-- Given exercise --
Set down exactly, and only, the lines from the one with "Can you find the wall" to the final line of the entries, both included.

-- Extracted entries --
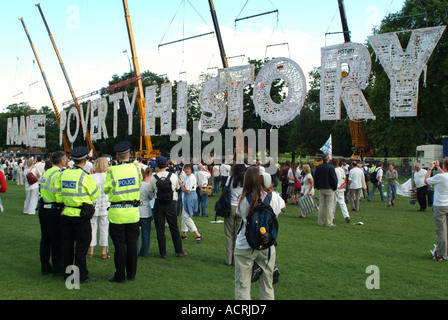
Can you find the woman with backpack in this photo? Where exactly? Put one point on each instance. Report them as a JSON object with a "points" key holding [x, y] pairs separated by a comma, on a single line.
{"points": [[233, 221], [188, 185], [245, 255]]}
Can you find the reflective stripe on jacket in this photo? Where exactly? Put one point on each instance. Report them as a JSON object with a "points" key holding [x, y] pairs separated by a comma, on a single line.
{"points": [[74, 188], [47, 184], [123, 184]]}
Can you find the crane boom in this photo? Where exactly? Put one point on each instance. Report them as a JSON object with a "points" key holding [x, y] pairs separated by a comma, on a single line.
{"points": [[66, 143], [140, 95], [361, 148], [89, 141]]}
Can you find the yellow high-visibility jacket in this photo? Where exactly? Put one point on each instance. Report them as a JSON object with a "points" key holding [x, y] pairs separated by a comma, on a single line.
{"points": [[47, 184], [123, 183], [74, 188]]}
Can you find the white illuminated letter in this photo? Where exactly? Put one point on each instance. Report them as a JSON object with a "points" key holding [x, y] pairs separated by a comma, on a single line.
{"points": [[345, 70], [405, 67], [290, 72], [160, 110], [235, 79], [213, 106]]}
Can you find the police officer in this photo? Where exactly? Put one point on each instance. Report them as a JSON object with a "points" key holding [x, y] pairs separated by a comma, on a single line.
{"points": [[77, 190], [123, 183], [50, 218]]}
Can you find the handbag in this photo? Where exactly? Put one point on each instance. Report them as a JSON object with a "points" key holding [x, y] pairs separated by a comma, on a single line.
{"points": [[205, 190], [306, 204], [297, 184], [31, 178]]}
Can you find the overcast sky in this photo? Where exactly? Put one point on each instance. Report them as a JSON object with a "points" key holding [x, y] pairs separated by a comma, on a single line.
{"points": [[91, 36]]}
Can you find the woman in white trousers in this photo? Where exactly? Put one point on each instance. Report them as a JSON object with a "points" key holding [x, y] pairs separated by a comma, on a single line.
{"points": [[32, 191], [100, 218]]}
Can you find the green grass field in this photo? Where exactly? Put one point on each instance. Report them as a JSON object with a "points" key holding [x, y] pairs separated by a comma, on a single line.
{"points": [[315, 262]]}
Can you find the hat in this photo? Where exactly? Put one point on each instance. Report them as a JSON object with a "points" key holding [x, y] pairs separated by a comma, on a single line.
{"points": [[79, 153], [161, 160], [122, 147], [267, 180]]}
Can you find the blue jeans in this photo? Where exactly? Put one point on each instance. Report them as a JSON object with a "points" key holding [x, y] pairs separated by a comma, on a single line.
{"points": [[145, 231], [216, 184], [391, 191], [202, 205], [380, 189]]}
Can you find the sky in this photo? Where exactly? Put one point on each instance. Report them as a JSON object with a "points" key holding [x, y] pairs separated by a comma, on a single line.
{"points": [[92, 39]]}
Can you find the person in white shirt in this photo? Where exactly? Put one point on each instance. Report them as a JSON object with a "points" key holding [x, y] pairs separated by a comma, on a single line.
{"points": [[203, 177], [379, 184], [190, 201], [215, 174], [100, 218], [245, 256], [339, 194], [32, 191], [40, 165], [233, 221], [166, 212], [355, 177], [224, 171], [88, 166], [418, 182], [440, 206]]}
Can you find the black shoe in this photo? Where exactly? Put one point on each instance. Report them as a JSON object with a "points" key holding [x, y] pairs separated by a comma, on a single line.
{"points": [[275, 275], [87, 280], [113, 279]]}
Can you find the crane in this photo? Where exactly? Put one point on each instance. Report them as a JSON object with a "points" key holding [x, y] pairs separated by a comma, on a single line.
{"points": [[66, 143], [140, 99], [361, 148], [89, 141]]}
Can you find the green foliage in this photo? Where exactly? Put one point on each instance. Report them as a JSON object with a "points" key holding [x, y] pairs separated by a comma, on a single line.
{"points": [[315, 263]]}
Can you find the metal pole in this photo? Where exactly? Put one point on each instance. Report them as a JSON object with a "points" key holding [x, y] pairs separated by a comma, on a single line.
{"points": [[218, 34]]}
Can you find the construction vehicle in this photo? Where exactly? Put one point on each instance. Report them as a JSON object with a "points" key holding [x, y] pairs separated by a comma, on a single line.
{"points": [[361, 148], [89, 141], [64, 136], [149, 152]]}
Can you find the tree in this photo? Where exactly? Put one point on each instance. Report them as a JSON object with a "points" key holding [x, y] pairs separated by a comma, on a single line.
{"points": [[399, 137]]}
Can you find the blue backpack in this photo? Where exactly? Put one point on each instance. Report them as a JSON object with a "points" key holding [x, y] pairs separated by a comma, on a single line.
{"points": [[262, 217]]}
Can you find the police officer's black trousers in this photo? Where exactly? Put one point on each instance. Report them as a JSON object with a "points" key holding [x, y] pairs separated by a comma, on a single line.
{"points": [[124, 237], [167, 213], [50, 242], [76, 237]]}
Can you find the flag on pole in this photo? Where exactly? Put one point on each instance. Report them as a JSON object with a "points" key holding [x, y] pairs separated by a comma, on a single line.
{"points": [[327, 147]]}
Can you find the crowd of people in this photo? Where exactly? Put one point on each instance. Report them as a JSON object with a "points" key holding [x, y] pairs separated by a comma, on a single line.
{"points": [[160, 191]]}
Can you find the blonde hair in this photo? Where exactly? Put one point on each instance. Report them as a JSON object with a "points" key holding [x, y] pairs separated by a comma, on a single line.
{"points": [[306, 168], [29, 162], [101, 165]]}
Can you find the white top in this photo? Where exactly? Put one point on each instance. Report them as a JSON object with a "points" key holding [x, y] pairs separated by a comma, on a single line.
{"points": [[202, 177], [216, 170], [419, 178], [88, 167], [147, 202], [224, 169], [379, 174], [235, 193], [306, 185], [440, 182], [41, 167], [153, 187], [355, 176], [297, 174], [35, 172], [340, 173], [189, 182], [102, 202], [277, 203]]}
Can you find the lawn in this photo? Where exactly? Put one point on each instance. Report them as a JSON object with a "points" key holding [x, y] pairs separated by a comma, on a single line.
{"points": [[315, 262]]}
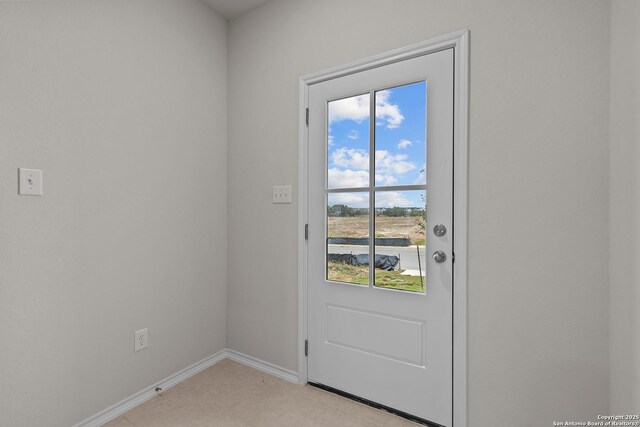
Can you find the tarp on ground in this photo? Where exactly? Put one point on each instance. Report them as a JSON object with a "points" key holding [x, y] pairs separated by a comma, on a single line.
{"points": [[383, 262]]}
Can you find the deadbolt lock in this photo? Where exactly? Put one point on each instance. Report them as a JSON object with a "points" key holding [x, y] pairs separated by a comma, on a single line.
{"points": [[439, 257]]}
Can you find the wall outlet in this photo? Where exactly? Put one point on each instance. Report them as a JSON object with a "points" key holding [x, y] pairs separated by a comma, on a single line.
{"points": [[29, 182], [141, 340], [281, 194]]}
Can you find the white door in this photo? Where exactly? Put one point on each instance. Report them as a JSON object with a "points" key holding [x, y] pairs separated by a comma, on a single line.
{"points": [[382, 330]]}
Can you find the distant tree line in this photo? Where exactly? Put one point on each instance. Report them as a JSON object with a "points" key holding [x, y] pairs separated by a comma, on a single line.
{"points": [[396, 211]]}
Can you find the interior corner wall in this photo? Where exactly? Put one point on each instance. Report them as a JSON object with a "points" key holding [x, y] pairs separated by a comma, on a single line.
{"points": [[538, 182], [624, 268], [122, 104]]}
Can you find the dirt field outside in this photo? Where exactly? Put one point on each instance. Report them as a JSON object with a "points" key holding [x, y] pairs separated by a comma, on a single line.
{"points": [[358, 226]]}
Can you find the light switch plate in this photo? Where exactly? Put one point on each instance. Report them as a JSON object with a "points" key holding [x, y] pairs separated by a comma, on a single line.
{"points": [[29, 182], [281, 194], [141, 339]]}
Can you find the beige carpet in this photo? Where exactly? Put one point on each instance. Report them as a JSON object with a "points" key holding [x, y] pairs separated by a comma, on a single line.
{"points": [[233, 395]]}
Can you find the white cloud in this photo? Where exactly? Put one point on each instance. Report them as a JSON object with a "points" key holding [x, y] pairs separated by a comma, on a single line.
{"points": [[386, 111], [354, 200], [386, 179], [356, 108], [352, 158], [392, 164], [390, 199], [404, 143], [347, 178]]}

-- Result of this task --
Can you find the wall outlet in this photo? Where exactly? Put one point on each instance. Report them as a JSON object with a "points" key holding [x, y] pairs separated by a comma, on a single line.
{"points": [[29, 182], [141, 340], [281, 194]]}
Can you find the white door in this photo? Where exactly? Put one point on each instance. Report them as a JSON object with a "points" key holding [x, y] pairs separated by a comma, on a single line.
{"points": [[382, 330]]}
Can you find the distant tree line in this photo? Where exactly? Put one point on each instance. Report them as a JSON object with a "points" key holding [x, y] pairs separated by a comma, on a single line.
{"points": [[396, 211]]}
Can you find the interior corner wall in this photo? Where exactly? Put one point on each instance. Report them as a JSON object with a "points" key holding [x, y] pairs separated by a comma, on a single line.
{"points": [[538, 182], [624, 268], [122, 104]]}
Can you find the dirt field outside in this photo? Where exactly? Put one point on each instance. Report them as a JSON object with a "points" key holding [x, y] pairs separated by a comma, on a single line.
{"points": [[358, 226]]}
Can you find the light switch plate in this photo? Where exactly? Put one point on each instance. Report them as a JSON object with a "points" key holding [x, y] pairs separated by a comma, on a single line.
{"points": [[29, 182], [281, 194], [141, 339]]}
Can you find the beige carpet in this photo? Where exactly? Put one point on each instance. Report them as a JSON object with a "points" key holding [x, y] pairs separated by a comma, on a single line.
{"points": [[233, 395]]}
Can you find the white cloud in this photo? Where exactly? Put one point on each instance. Report them as a JSON object with a "points" key holding [x, y] pairs separated by a comma, on a single line.
{"points": [[386, 111], [354, 200], [386, 179], [356, 108], [352, 158], [392, 164], [390, 199], [404, 143], [347, 178]]}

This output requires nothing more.